PROVIDED MATERIAL:
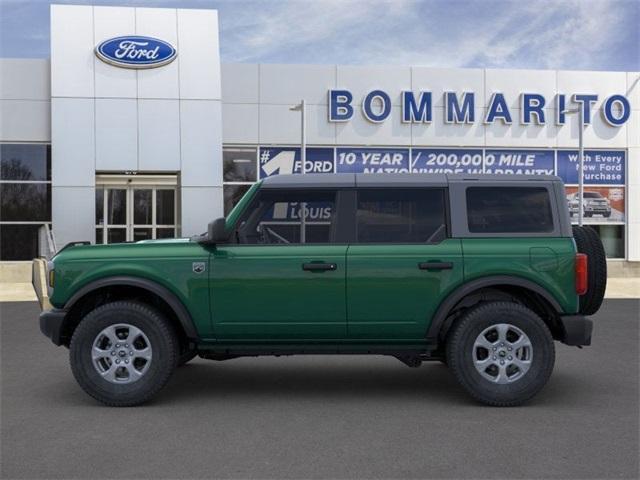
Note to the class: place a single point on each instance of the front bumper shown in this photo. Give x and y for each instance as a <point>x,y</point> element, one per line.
<point>51,325</point>
<point>576,330</point>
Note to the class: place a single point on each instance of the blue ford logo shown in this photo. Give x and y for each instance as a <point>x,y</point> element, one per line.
<point>134,51</point>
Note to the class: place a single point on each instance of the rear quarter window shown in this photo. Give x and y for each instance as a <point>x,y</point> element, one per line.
<point>509,210</point>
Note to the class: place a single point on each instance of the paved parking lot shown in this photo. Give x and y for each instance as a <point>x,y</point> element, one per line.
<point>322,417</point>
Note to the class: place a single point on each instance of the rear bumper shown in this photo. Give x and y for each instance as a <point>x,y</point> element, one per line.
<point>51,323</point>
<point>576,330</point>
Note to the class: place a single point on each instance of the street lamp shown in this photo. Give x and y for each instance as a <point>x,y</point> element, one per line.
<point>303,133</point>
<point>580,111</point>
<point>303,158</point>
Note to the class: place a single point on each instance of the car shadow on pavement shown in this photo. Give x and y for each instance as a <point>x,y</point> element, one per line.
<point>309,378</point>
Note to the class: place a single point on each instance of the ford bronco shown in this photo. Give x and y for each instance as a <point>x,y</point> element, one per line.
<point>481,272</point>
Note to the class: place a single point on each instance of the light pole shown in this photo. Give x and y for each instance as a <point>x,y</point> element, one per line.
<point>303,133</point>
<point>303,158</point>
<point>580,111</point>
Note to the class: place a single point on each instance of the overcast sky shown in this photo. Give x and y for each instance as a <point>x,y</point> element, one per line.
<point>561,34</point>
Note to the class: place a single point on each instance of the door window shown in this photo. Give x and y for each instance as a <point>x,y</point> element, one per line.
<point>289,217</point>
<point>401,215</point>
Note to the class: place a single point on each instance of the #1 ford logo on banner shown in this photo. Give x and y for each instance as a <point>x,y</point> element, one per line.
<point>134,51</point>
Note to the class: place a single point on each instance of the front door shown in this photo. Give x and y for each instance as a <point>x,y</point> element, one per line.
<point>132,211</point>
<point>401,265</point>
<point>284,278</point>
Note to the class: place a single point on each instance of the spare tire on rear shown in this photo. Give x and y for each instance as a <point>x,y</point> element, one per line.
<point>589,243</point>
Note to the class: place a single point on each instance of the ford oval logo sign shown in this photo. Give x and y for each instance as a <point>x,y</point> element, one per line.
<point>134,51</point>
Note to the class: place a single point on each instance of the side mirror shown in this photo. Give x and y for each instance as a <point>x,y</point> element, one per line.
<point>217,231</point>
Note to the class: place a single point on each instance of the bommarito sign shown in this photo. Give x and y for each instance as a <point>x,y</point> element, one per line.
<point>460,108</point>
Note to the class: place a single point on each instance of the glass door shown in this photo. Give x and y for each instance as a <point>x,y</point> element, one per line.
<point>135,212</point>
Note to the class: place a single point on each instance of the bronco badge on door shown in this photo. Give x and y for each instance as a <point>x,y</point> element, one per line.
<point>198,267</point>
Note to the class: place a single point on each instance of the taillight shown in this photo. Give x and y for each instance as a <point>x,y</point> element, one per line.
<point>581,274</point>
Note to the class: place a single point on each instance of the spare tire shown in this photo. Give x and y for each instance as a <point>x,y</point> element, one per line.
<point>589,243</point>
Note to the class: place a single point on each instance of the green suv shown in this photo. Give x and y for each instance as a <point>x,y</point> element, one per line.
<point>482,273</point>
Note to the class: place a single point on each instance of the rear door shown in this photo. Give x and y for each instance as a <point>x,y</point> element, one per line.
<point>285,278</point>
<point>402,263</point>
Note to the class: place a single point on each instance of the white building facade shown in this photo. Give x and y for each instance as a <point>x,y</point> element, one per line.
<point>103,153</point>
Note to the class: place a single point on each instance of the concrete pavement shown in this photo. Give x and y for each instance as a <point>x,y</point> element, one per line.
<point>322,417</point>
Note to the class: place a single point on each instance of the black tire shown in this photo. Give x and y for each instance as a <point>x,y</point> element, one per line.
<point>589,243</point>
<point>186,356</point>
<point>461,351</point>
<point>164,349</point>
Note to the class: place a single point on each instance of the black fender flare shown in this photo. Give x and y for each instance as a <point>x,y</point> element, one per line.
<point>439,318</point>
<point>181,312</point>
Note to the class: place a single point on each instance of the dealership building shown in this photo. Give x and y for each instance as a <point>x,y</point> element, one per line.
<point>96,147</point>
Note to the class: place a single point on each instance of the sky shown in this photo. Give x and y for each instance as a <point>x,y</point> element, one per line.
<point>532,34</point>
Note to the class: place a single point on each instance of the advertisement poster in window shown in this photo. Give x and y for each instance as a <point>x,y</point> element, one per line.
<point>372,160</point>
<point>601,204</point>
<point>601,167</point>
<point>286,160</point>
<point>519,162</point>
<point>442,160</point>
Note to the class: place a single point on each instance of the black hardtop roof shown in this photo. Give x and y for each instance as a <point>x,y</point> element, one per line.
<point>327,180</point>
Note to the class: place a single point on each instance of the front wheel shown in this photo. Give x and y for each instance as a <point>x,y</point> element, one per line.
<point>123,353</point>
<point>502,353</point>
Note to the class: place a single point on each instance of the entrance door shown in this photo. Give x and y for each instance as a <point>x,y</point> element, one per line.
<point>133,212</point>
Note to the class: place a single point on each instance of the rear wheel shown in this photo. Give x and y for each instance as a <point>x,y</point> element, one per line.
<point>502,353</point>
<point>589,243</point>
<point>123,353</point>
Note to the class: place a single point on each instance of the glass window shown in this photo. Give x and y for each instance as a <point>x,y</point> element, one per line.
<point>116,235</point>
<point>142,206</point>
<point>232,195</point>
<point>142,234</point>
<point>289,217</point>
<point>18,242</point>
<point>239,164</point>
<point>165,207</point>
<point>165,233</point>
<point>509,210</point>
<point>117,207</point>
<point>400,216</point>
<point>24,162</point>
<point>25,202</point>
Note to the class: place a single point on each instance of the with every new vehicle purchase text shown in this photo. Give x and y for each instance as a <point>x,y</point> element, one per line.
<point>480,272</point>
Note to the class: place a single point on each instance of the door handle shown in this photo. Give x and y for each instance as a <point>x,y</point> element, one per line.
<point>319,266</point>
<point>435,265</point>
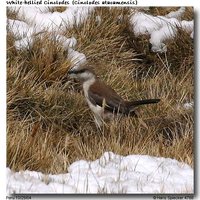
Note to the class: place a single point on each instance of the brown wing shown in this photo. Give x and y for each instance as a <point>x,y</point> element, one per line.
<point>103,95</point>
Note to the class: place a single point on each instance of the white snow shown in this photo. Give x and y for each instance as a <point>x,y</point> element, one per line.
<point>176,14</point>
<point>111,173</point>
<point>160,28</point>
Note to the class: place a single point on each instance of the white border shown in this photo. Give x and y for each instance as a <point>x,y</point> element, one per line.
<point>3,86</point>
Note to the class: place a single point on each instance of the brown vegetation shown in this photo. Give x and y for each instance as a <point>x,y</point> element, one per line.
<point>49,125</point>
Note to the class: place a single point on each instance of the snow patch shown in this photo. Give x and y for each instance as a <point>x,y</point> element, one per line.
<point>111,173</point>
<point>160,28</point>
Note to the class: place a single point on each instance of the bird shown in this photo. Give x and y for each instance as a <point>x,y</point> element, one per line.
<point>103,100</point>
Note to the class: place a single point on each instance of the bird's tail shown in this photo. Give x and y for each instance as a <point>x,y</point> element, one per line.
<point>133,104</point>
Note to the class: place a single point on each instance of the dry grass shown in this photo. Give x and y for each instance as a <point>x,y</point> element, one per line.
<point>49,125</point>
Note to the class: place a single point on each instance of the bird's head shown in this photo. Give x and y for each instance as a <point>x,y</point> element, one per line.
<point>82,74</point>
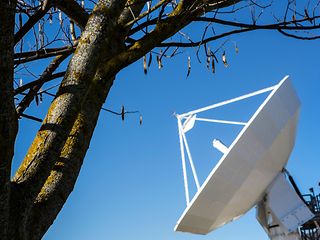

TASK DIRECTIONS: Turn the lines above into a Markdown table with the columns "Row" and "Line," numbering each row and skipping blank lines. Leave out the pictures.

COMPLETE OUTPUT:
| Row | Line |
|---|---|
| 1 | Note to the class: place a single point on each instance of the front bumper shown in this photo. Give x and y for each instance as a <point>x,y</point> element, one per line. |
| 2 | <point>51,325</point> |
| 3 | <point>576,330</point> |
| 4 | Note to the class: place a single point on each instance of the blue ford logo shown in this photo. Give x and y for each instance as a <point>x,y</point> element, one per line. |
| 5 | <point>134,51</point> |
| 6 | Note to the class: place a single point on each instance of the rear quarter window shown in this photo. Give x and y for each instance as a <point>x,y</point> element, one per line. |
| 7 | <point>509,210</point> |
| 8 | Note to the class: place a single point on each instance of the paved parking lot shown in this photo. Give x and y for each instance as a <point>x,y</point> element, one per line. |
| 9 | <point>322,417</point> |
| 10 | Note to the class: place a single point on each instance of the rear bumper shown in this photo. Give x and y for each instance as a <point>x,y</point> element, one per line. |
| 11 | <point>51,323</point> |
| 12 | <point>576,330</point> |
| 13 | Note to the class: place a single point on each instance of the street lamp shown in this photo. Give x and y for each instance as a <point>x,y</point> element, one per line. |
| 14 | <point>303,133</point> |
| 15 | <point>580,111</point> |
| 16 | <point>303,158</point> |
| 17 | Note to the class: place a single point on each instance of the car shadow on pavement shown in this photo. Give x and y for each instance as a <point>x,y</point> element, one per line. |
| 18 | <point>309,378</point> |
| 19 | Note to the class: place a single point on each instance of the ford bronco shown in this photo. Give x and y for each instance as a <point>x,y</point> element, one per line. |
| 20 | <point>481,272</point> |
| 21 | Note to the class: place a single point on each instance of the light pole shown in this photo. Give x and y for each instance as a <point>x,y</point> element, one per line. |
| 22 | <point>303,133</point> |
| 23 | <point>303,158</point> |
| 24 | <point>580,111</point> |
| 25 | Note to the class: place a single point on each instance of the overcast sky shown in this photo. Give x and y for each instance as a <point>x,y</point> element, one per line. |
| 26 | <point>561,34</point> |
| 27 | Note to the class: place a single point on each instance of the door window shown in this photo. Give x and y for each instance as a <point>x,y</point> element, one per line. |
| 28 | <point>289,217</point> |
| 29 | <point>401,215</point> |
| 30 | Note to the class: place a single point on each instance of the #1 ford logo on banner shown in this photo. Give x and y for each instance as a <point>x,y</point> element, one per line. |
| 31 | <point>134,51</point> |
| 32 | Note to the class: place a single point on each instance of the front door shown in this photo. Give x and y for each instance as a <point>x,y</point> element, one per line. |
| 33 | <point>132,211</point> |
| 34 | <point>401,265</point> |
| 35 | <point>284,278</point> |
| 36 | Note to the class: place a single point on each instance of the spare tire on rear shown in this photo. Give x and y for each instance as a <point>x,y</point> element, one per line. |
| 37 | <point>589,243</point> |
| 38 | Note to the class: place a single point on each instance of the ford oval logo sign shown in this photo. Give x and y for each instance as a <point>x,y</point> element, one per line. |
| 39 | <point>134,51</point> |
| 40 | Note to the class: place a single point on each instance of the side mirror shown in this photo. Give x and y for each instance as a <point>x,y</point> element, one per line. |
| 41 | <point>217,231</point> |
| 42 | Note to the class: place a single point on each instance of the bommarito sign shown in this photo. Give x and y for each instance as a <point>x,y</point> element, one per line. |
| 43 | <point>460,108</point> |
| 44 | Note to the class: place a single point on each instance of the glass door shown in this photo. Give x and y for each instance as a <point>x,y</point> element, one per line. |
| 45 | <point>135,212</point> |
| 46 | Note to the class: place a single point on each instance of the bronco badge on door shown in this photo. Give x and y for each instance as a <point>x,y</point> element, one per line. |
| 47 | <point>198,267</point> |
| 48 | Note to the class: place a single point on each instance of the taillight shown in this photo. Give x and y for each instance as a <point>x,y</point> element, one per line. |
| 49 | <point>581,274</point> |
| 50 | Note to the class: place a single point on each instance of the spare tire shown in this photo. Give x and y for each instance as a <point>x,y</point> element, one per line. |
| 51 | <point>589,243</point> |
| 52 | Note to the class: place a single point on each instance of the green suv shown in this photo. Give x and y for each instance as a <point>x,y</point> element, one per line. |
| 53 | <point>482,273</point> |
| 54 | Note to the class: place a single point on each instance of the rear door shown in this photo. Give x and y for each instance as a <point>x,y</point> element, one per line. |
| 55 | <point>285,278</point> |
| 56 | <point>402,263</point> |
| 57 | Note to the class: place a single point on each instance of the white building facade shown in this photo. Give x and y for each instance as a <point>x,y</point> element, one per line. |
| 58 | <point>103,153</point> |
| 59 | Note to the class: place a single point on each instance of the concrete pavement shown in this photo. Give x and y for each instance as a <point>x,y</point> element, one per line. |
| 60 | <point>322,417</point> |
| 61 | Note to the class: place a single point on each instance of the black tire shown in this photo. Give x and y for each instance as a <point>x,y</point> element, one per line. |
| 62 | <point>589,243</point> |
| 63 | <point>186,356</point> |
| 64 | <point>461,351</point> |
| 65 | <point>164,349</point> |
| 66 | Note to the class: place a single point on each instance of the black fender flare shown in this photo. Give x and y for each instance as a <point>x,y</point> element, one per line. |
| 67 | <point>439,318</point> |
| 68 | <point>181,312</point> |
| 69 | Note to the class: place a single point on each instance of the dealership building shown in this photo. Give x and y for each instance as a <point>x,y</point> element, one per line. |
| 70 | <point>96,147</point> |
| 71 | Note to the class: place a single point on each instance of the sky shown in this photo. Give x and y for each instance as a <point>x,y</point> element, one per line. |
| 72 | <point>532,34</point> |
| 73 | Note to the class: place a single point on each instance of the advertisement poster in window shown in this photo. Give x and y for each instance as a <point>x,y</point> element, one per line. |
| 74 | <point>372,160</point> |
| 75 | <point>601,204</point> |
| 76 | <point>601,167</point> |
| 77 | <point>286,160</point> |
| 78 | <point>519,162</point> |
| 79 | <point>442,160</point> |
| 80 | Note to the class: place a single point on each instance of the black hardtop roof shown in this photo. Give x and y for each instance as a <point>x,y</point> element, one per line. |
| 81 | <point>327,180</point> |
| 82 | Note to the class: place a single point on each instance of the front wheel shown in this photo. Give x and y for each instance as a <point>x,y</point> element, one per line. |
| 83 | <point>123,353</point> |
| 84 | <point>502,353</point> |
| 85 | Note to the class: place a single point on each instance of the entrance door shown in this photo. Give x and y for each instance as a <point>x,y</point> element, one per line. |
| 86 | <point>133,212</point> |
| 87 | Note to the class: place a single point on each instance of the rear wheel shown in this photo. Give x and y for each instance as a <point>x,y</point> element, one per line. |
| 88 | <point>502,353</point> |
| 89 | <point>589,243</point> |
| 90 | <point>123,353</point> |
| 91 | Note to the class: place a single point on each instance of the glass window shown in this photo. Give x and y for each instance as a <point>x,y</point> element, one per line. |
| 92 | <point>116,235</point> |
| 93 | <point>142,206</point> |
| 94 | <point>232,195</point> |
| 95 | <point>142,234</point> |
| 96 | <point>289,217</point> |
| 97 | <point>18,242</point> |
| 98 | <point>239,164</point> |
| 99 | <point>165,207</point> |
| 100 | <point>165,233</point> |
| 101 | <point>509,210</point> |
| 102 | <point>117,207</point> |
| 103 | <point>400,216</point> |
| 104 | <point>24,162</point> |
| 105 | <point>25,202</point> |
| 106 | Note to the class: place a single point on each instance of the with every new vehicle purchase text shown in this photo. Give x and y for each instance as a <point>x,y</point> element, one per line. |
| 107 | <point>480,272</point> |
| 108 | Note to the class: place a single point on each instance of the door handle shown in this photo. Give x and y for each instance as a <point>x,y</point> element, one per line. |
| 109 | <point>319,266</point> |
| 110 | <point>435,265</point> |
| 111 | Note to the class: place a single point on each instance of the brown wing shown in this photo. Give x and y for each instance as a <point>x,y</point> element, one per line. |
| 112 | <point>103,95</point> |
| 113 | Note to the class: place a single point on each instance of the white snow shown in this photo. Give x and y for each instance as a <point>x,y</point> element, one per line. |
| 114 | <point>176,14</point> |
| 115 | <point>111,173</point> |
| 116 | <point>160,28</point> |
| 117 | Note to the class: place a single point on each instance of the white border shown in this photo. Give x and y for each instance as a <point>x,y</point> element, one per line. |
| 118 | <point>3,86</point> |
| 119 | Note to the class: place a single point on each instance of the brown vegetation shown in this photo. Give x and y for each instance as a <point>x,y</point> element, one per line. |
| 120 | <point>49,125</point> |
| 121 | Note to the class: place a single point on each instance of the snow patch shown in this photo. Give x and y for each instance as a <point>x,y</point> element, one per line. |
| 122 | <point>111,173</point> |
| 123 | <point>160,28</point> |
| 124 | Note to the class: place a single point on each instance of the bird shown in this photo. Give x and y for each instance as a <point>x,y</point> element, one per line. |
| 125 | <point>103,100</point> |
| 126 | Note to the class: place a single point on each instance of the bird's tail shown in this photo. Give x and y for each instance as a <point>x,y</point> element, one per line. |
| 127 | <point>133,104</point> |
| 128 | Note to the class: place a single point on each instance of the dry grass shown in this photo. Give x and y for each instance as a <point>x,y</point> element, one per line. |
| 129 | <point>49,125</point> |
| 130 | Note to the class: place a single point on each instance of the bird's head shown in this photo. Give x and y for each instance as a <point>x,y</point> element, one per line. |
| 131 | <point>82,74</point> |